Intermittent Claudication: Surgical Significance

Author Affiliations

From the Framingham Heart Disease Epidemiology Study, Framingham, Mass (Dr. Kannel and Ms. McNamara), and the Boston University Medical Center, Boston (Dr. Peabody).

Arch Surg. 1974;109(5):693-697. doi:10.1001/archsurg.1974.01360050087019

A study was made of 162 persons with intermittent claudication who were observed for an average of 8.3 years. These were all the cases that evolved from a population cohort during 18 years of follow-up. They were essentially untreated until rest pain and tissue loss began. Only four progressed to major amputations and three to toe loss. A profile of the person developing intermittent claudication and gangrene in particular reveals a higher prevalence of diabetes and the cigarette habit, as well as hypertension and hypercholesteremia.

*INSTRUCTIONS FOR THE TASK:* Could you continue the intermittent claudication abstract from its final sentence onward?

*Dataset items:*
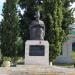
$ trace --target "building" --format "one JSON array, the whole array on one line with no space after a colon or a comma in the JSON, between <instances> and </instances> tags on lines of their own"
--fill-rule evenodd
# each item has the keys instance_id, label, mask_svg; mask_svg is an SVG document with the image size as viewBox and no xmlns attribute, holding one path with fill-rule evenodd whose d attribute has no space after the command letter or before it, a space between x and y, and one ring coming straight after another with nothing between
<instances>
[{"instance_id":1,"label":"building","mask_svg":"<svg viewBox=\"0 0 75 75\"><path fill-rule=\"evenodd\" d=\"M72 55L75 52L75 24L69 26L69 35L63 43L62 55L56 58L56 63L74 63Z\"/></svg>"}]
</instances>

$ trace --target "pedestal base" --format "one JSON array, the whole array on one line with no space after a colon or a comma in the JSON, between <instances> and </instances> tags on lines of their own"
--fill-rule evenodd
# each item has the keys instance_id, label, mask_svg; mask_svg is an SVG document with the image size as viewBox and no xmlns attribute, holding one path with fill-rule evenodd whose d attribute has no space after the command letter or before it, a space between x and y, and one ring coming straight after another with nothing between
<instances>
[{"instance_id":1,"label":"pedestal base","mask_svg":"<svg viewBox=\"0 0 75 75\"><path fill-rule=\"evenodd\" d=\"M28 40L25 44L25 65L49 65L49 43Z\"/></svg>"}]
</instances>

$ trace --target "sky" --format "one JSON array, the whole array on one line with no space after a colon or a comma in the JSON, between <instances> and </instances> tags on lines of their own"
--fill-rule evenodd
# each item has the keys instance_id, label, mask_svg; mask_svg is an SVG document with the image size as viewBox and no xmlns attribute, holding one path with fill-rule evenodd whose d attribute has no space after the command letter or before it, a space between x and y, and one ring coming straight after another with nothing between
<instances>
[{"instance_id":1,"label":"sky","mask_svg":"<svg viewBox=\"0 0 75 75\"><path fill-rule=\"evenodd\" d=\"M0 0L0 21L2 20L2 8L3 8L3 3L5 2L5 0ZM75 8L75 3L72 4L71 6L72 8ZM74 17L75 17L75 13L74 13Z\"/></svg>"}]
</instances>

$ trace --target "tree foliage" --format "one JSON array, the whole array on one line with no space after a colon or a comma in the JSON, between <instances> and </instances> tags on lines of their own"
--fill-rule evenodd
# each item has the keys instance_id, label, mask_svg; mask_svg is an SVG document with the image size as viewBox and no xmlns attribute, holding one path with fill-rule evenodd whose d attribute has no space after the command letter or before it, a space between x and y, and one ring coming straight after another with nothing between
<instances>
[{"instance_id":1,"label":"tree foliage","mask_svg":"<svg viewBox=\"0 0 75 75\"><path fill-rule=\"evenodd\" d=\"M16 10L17 0L6 0L1 23L1 49L4 56L16 54L15 41L19 35L19 18Z\"/></svg>"}]
</instances>

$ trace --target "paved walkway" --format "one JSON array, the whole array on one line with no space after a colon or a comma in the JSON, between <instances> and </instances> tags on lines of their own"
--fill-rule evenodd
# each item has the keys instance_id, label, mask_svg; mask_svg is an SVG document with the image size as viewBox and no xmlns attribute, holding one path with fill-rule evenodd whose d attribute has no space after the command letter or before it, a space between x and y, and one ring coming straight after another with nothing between
<instances>
[{"instance_id":1,"label":"paved walkway","mask_svg":"<svg viewBox=\"0 0 75 75\"><path fill-rule=\"evenodd\" d=\"M1 67L0 75L75 75L75 69L58 66L21 65L17 67Z\"/></svg>"}]
</instances>

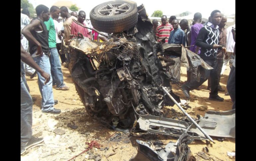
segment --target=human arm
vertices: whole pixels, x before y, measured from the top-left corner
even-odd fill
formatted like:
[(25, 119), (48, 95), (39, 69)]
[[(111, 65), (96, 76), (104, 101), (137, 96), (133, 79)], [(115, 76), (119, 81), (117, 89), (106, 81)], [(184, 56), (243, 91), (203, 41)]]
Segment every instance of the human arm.
[(34, 68), (45, 79), (45, 84), (46, 84), (50, 80), (50, 75), (45, 72), (38, 66), (36, 62), (33, 60), (33, 58), (23, 48), (21, 43), (20, 44), (21, 59), (27, 64)]
[(189, 46), (191, 43), (191, 32), (190, 32), (188, 34), (188, 44), (187, 46)]
[(156, 33), (156, 38), (157, 39), (157, 40), (159, 42), (160, 40), (159, 40), (159, 31), (158, 30), (158, 28), (157, 28), (157, 32)]
[[(71, 24), (71, 35), (77, 35), (77, 31), (76, 29), (76, 24), (74, 22), (73, 22)], [(74, 37), (74, 36), (72, 36), (71, 38), (73, 38)]]
[(101, 40), (102, 40), (103, 41), (105, 41), (107, 40), (107, 38), (103, 36), (101, 36), (99, 34), (99, 35), (98, 36), (98, 38), (99, 38), (99, 41), (98, 41), (98, 42), (99, 42), (99, 39), (100, 39)]
[(183, 31), (182, 31), (181, 38), (181, 44), (185, 47), (186, 46), (186, 35), (185, 33)]
[(232, 29), (231, 30), (231, 32), (232, 33), (233, 35), (233, 38), (234, 39), (234, 40), (235, 42), (236, 41), (236, 31), (235, 28), (232, 27)]
[(35, 20), (24, 28), (21, 31), (21, 34), (24, 35), (29, 41), (37, 46), (37, 53), (36, 54), (42, 56), (43, 55), (42, 46), (40, 43), (33, 36), (31, 33), (32, 31), (35, 31), (38, 28), (41, 28), (40, 27), (42, 27), (40, 21), (37, 19)]

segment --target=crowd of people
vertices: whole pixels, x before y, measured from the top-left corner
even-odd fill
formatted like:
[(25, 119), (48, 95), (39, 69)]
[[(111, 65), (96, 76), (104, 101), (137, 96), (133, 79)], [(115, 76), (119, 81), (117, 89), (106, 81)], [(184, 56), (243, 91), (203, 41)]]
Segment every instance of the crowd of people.
[[(224, 99), (218, 94), (218, 91), (225, 91), (219, 84), (221, 75), (231, 56), (234, 56), (227, 86), (228, 92), (226, 95), (230, 95), (234, 102), (233, 108), (235, 108), (235, 25), (226, 29), (227, 18), (218, 10), (213, 11), (208, 22), (203, 24), (202, 24), (202, 15), (199, 12), (194, 14), (191, 25), (189, 24), (187, 20), (185, 19), (179, 23), (174, 16), (170, 17), (169, 23), (165, 15), (162, 17), (161, 20), (162, 24), (159, 26), (157, 20), (152, 21), (153, 31), (158, 41), (179, 44), (189, 47), (190, 50), (198, 54), (213, 68), (207, 70), (200, 66), (188, 68), (187, 80), (182, 87), (183, 93), (187, 99), (190, 97), (190, 91), (197, 89), (208, 80), (207, 89), (210, 91), (209, 100), (223, 101)], [(180, 62), (179, 56), (167, 56)], [(180, 76), (177, 76), (175, 74), (179, 68), (176, 69), (173, 66), (169, 67), (174, 69), (171, 70), (173, 75), (180, 79)], [(200, 74), (198, 76), (199, 71)], [(180, 74), (179, 71), (178, 73)]]
[[(33, 20), (30, 18), (27, 9), (24, 9), (21, 13), (21, 155), (28, 148), (43, 141), (43, 138), (32, 135), (33, 101), (25, 75), (31, 78), (38, 77), (42, 112), (60, 114), (61, 110), (54, 107), (58, 101), (54, 99), (53, 87), (57, 90), (69, 90), (64, 82), (61, 63), (70, 68), (68, 62), (72, 58), (67, 51), (61, 51), (61, 45), (67, 47), (68, 41), (79, 34), (91, 40), (106, 40), (94, 31), (75, 22), (93, 28), (89, 21), (86, 19), (84, 11), (69, 13), (64, 6), (59, 8), (54, 6), (49, 9), (43, 5), (37, 6), (36, 11), (37, 17)], [(223, 101), (223, 99), (218, 95), (218, 91), (224, 90), (220, 85), (220, 78), (224, 66), (235, 54), (235, 26), (226, 29), (226, 18), (217, 10), (212, 12), (208, 22), (204, 24), (199, 13), (194, 14), (193, 20), (191, 26), (187, 20), (179, 22), (175, 16), (171, 16), (168, 22), (167, 16), (163, 16), (160, 25), (157, 20), (153, 20), (153, 31), (158, 41), (190, 46), (191, 51), (213, 68), (204, 69), (204, 74), (199, 79), (197, 79), (197, 73), (201, 68), (188, 69), (187, 82), (182, 87), (185, 96), (189, 98), (190, 91), (198, 88), (208, 79), (208, 89), (211, 91), (209, 99)], [(169, 58), (180, 61), (177, 56)], [(234, 102), (233, 108), (235, 108), (235, 56), (227, 86)]]

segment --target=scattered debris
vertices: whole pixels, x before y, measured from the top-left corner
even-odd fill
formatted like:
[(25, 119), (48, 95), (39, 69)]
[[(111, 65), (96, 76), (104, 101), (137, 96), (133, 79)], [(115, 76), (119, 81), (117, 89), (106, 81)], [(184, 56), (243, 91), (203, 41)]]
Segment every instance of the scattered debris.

*ANSWER AREA:*
The comorbidity and subsequent incidence of coronary disease, stroke, and congestive failure was high. Within eight years, almost half developed a major cardiovascular event and 20% of the men and 30% of the women were dead.

This cardiovascular morbidity and mortality, as well as intermittent claudication, is predictable in the general population free of cardiovascular disease. Patients being considered for bypass surgery whose only complaint is claudication should be carefully evaluated for risk of cardiovascular morbidity.